_Task objective_
Copy out word for word the stretch of the listing below from the line containing "Where can the metal" through the line containing "x=98, y=135".

Stored records:
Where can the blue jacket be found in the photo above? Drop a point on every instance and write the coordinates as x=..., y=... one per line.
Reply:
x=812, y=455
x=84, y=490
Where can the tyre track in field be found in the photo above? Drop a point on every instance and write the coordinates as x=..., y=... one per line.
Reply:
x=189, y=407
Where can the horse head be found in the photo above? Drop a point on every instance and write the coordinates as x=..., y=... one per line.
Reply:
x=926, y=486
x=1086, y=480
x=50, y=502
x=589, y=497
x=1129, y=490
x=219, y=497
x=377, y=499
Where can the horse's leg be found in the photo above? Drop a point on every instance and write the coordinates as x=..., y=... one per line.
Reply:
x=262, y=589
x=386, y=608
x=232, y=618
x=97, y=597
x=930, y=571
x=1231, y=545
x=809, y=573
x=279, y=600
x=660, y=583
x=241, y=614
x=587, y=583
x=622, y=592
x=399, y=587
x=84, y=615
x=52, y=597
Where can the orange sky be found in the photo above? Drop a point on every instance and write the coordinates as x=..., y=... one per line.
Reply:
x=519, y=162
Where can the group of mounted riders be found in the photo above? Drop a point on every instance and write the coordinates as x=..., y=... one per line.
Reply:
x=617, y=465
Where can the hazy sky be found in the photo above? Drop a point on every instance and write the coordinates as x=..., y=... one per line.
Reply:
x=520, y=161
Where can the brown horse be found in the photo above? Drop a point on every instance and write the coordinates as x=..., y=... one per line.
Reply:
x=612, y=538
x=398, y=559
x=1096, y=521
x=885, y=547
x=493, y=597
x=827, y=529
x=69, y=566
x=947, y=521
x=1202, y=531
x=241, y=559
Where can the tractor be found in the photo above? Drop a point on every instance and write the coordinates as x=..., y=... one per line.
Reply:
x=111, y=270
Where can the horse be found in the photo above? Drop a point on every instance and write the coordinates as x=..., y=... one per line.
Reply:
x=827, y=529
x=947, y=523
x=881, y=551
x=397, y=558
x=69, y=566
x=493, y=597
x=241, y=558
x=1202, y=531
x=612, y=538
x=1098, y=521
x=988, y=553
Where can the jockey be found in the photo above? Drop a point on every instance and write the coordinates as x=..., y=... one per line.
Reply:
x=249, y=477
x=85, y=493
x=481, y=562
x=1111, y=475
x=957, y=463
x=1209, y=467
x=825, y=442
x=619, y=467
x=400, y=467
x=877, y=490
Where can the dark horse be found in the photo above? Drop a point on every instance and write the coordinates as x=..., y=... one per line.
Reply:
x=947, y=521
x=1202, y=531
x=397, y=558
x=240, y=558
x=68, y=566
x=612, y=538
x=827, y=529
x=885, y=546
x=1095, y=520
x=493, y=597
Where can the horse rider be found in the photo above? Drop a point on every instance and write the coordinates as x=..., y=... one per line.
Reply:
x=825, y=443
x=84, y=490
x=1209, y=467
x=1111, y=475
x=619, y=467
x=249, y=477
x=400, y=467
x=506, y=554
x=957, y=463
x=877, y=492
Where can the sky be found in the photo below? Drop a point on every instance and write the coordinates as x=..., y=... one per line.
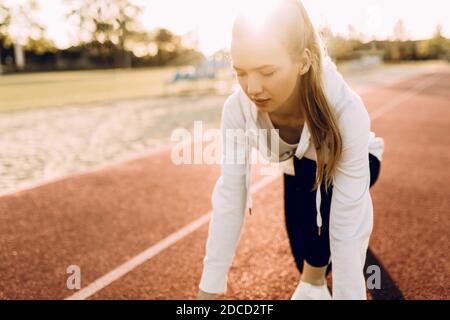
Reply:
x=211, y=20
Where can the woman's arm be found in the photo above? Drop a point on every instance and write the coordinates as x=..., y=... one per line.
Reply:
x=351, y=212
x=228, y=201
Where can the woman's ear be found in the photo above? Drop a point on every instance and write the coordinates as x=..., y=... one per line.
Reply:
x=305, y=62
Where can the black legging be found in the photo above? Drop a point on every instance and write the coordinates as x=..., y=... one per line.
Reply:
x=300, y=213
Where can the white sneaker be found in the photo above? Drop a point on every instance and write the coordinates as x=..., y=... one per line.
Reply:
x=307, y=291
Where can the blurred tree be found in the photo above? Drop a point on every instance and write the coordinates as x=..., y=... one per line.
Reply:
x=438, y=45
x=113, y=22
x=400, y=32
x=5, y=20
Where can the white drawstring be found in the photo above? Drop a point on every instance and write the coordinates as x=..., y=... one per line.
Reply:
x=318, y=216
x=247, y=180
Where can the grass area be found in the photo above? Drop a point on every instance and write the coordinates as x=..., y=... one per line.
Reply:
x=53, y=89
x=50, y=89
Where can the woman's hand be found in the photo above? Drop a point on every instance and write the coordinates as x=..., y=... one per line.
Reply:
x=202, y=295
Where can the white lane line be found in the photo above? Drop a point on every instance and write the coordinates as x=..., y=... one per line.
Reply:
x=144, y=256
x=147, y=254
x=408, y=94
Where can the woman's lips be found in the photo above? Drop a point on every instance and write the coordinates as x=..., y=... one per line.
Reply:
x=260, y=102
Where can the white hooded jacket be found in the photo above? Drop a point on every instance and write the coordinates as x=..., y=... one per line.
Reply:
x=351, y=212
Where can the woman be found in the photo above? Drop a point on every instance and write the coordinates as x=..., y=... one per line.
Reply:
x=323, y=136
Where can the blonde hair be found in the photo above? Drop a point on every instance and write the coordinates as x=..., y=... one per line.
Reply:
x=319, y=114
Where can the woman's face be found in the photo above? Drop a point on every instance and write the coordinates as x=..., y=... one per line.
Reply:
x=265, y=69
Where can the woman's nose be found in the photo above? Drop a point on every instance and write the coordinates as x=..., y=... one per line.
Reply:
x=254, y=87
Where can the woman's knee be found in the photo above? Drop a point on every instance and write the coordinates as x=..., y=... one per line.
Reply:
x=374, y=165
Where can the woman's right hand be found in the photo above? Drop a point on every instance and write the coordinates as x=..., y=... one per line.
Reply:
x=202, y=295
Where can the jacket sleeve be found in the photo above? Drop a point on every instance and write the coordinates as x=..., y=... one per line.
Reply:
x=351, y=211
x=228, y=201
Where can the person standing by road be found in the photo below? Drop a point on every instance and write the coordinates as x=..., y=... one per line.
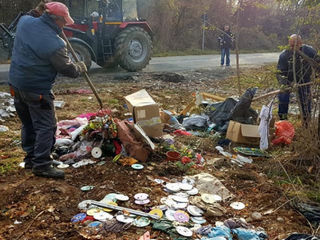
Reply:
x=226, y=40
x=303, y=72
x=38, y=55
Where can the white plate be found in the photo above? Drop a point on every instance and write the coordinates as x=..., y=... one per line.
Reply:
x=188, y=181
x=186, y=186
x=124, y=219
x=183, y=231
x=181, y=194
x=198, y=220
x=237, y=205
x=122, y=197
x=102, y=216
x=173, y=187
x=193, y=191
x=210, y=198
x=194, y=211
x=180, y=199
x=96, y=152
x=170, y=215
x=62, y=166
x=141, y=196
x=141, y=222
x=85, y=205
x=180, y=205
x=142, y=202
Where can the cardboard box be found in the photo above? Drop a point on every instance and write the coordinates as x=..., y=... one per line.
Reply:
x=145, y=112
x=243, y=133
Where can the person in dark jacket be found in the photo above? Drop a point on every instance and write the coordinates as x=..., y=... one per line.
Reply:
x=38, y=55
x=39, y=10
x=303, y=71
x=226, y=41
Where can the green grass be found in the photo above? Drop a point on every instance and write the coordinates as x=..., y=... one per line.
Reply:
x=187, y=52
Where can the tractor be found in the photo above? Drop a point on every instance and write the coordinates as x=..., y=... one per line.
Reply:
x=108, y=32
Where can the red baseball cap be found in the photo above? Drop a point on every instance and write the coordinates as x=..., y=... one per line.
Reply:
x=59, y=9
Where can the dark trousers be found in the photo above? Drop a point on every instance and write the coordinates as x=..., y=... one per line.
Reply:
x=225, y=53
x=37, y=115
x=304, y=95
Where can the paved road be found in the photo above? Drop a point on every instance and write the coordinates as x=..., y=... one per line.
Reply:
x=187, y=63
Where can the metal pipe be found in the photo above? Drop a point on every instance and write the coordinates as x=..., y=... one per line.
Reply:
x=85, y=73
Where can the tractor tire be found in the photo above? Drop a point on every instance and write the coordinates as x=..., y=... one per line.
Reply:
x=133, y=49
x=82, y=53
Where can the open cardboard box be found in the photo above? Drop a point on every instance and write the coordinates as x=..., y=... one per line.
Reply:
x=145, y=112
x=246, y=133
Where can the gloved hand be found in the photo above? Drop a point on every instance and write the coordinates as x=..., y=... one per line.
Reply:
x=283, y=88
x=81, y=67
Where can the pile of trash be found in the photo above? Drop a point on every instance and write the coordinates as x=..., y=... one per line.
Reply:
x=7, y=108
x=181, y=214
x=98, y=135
==
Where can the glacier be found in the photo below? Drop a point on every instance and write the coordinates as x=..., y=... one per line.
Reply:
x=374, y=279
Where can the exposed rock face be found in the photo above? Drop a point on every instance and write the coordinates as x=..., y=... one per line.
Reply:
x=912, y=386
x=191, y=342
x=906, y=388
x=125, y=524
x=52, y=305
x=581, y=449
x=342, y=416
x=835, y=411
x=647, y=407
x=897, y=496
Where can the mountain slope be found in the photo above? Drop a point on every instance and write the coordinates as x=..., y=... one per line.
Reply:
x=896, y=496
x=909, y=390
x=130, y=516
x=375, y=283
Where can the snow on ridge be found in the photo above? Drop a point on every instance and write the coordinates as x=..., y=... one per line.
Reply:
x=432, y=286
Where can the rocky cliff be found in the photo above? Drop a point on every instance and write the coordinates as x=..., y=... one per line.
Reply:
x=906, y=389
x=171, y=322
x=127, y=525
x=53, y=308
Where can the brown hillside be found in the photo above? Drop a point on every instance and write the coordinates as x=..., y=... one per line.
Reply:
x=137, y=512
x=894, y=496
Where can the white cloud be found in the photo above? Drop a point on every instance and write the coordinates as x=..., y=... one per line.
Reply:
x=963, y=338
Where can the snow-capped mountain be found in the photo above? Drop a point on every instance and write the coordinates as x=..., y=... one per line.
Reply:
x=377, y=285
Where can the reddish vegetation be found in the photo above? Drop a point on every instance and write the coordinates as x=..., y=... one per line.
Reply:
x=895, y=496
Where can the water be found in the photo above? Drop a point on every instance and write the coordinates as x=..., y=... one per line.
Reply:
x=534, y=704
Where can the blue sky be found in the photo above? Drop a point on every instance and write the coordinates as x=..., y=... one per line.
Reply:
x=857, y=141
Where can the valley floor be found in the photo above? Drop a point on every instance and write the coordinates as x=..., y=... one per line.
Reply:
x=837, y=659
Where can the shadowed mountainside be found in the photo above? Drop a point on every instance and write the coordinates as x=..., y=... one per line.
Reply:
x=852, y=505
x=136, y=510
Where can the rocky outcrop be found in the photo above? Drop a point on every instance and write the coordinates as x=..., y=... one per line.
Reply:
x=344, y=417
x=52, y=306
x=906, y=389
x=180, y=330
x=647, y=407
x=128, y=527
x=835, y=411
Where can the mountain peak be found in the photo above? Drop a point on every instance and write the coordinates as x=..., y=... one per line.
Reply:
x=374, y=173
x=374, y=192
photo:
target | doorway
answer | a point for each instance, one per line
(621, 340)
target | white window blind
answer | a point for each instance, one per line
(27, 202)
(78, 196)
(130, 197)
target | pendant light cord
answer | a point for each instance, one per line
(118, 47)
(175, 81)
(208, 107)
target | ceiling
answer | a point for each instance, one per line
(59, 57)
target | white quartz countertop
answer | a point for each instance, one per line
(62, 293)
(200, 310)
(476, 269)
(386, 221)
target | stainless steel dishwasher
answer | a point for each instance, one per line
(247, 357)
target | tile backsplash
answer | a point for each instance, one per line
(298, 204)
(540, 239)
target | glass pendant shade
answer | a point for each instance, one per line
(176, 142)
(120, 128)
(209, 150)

_Output for this task_
Where can the metal pipe be found in the photo above? Drop a point on every instance and write the coordinates as x=..., y=... one per line.
Reply:
x=85, y=73
Where can the tractor tire be found in the photo above? Drop a point on every instance and write the coordinates as x=..., y=... one per line.
Reply:
x=133, y=49
x=82, y=53
Where can the open cardboard box be found in the photo above? Drop a point on every instance and write the coordinates as x=..., y=... one per line.
Reply:
x=145, y=112
x=246, y=133
Where can the gloved hand be found in the photo above? Drop a point on every instance and write the coordinates as x=..., y=... one per line.
Reply:
x=283, y=88
x=81, y=67
Where can the pile of trash be found in the photo above? Drop a point on every instance and write the coordinates as x=..., y=... one per line.
Reply:
x=7, y=108
x=181, y=214
x=98, y=135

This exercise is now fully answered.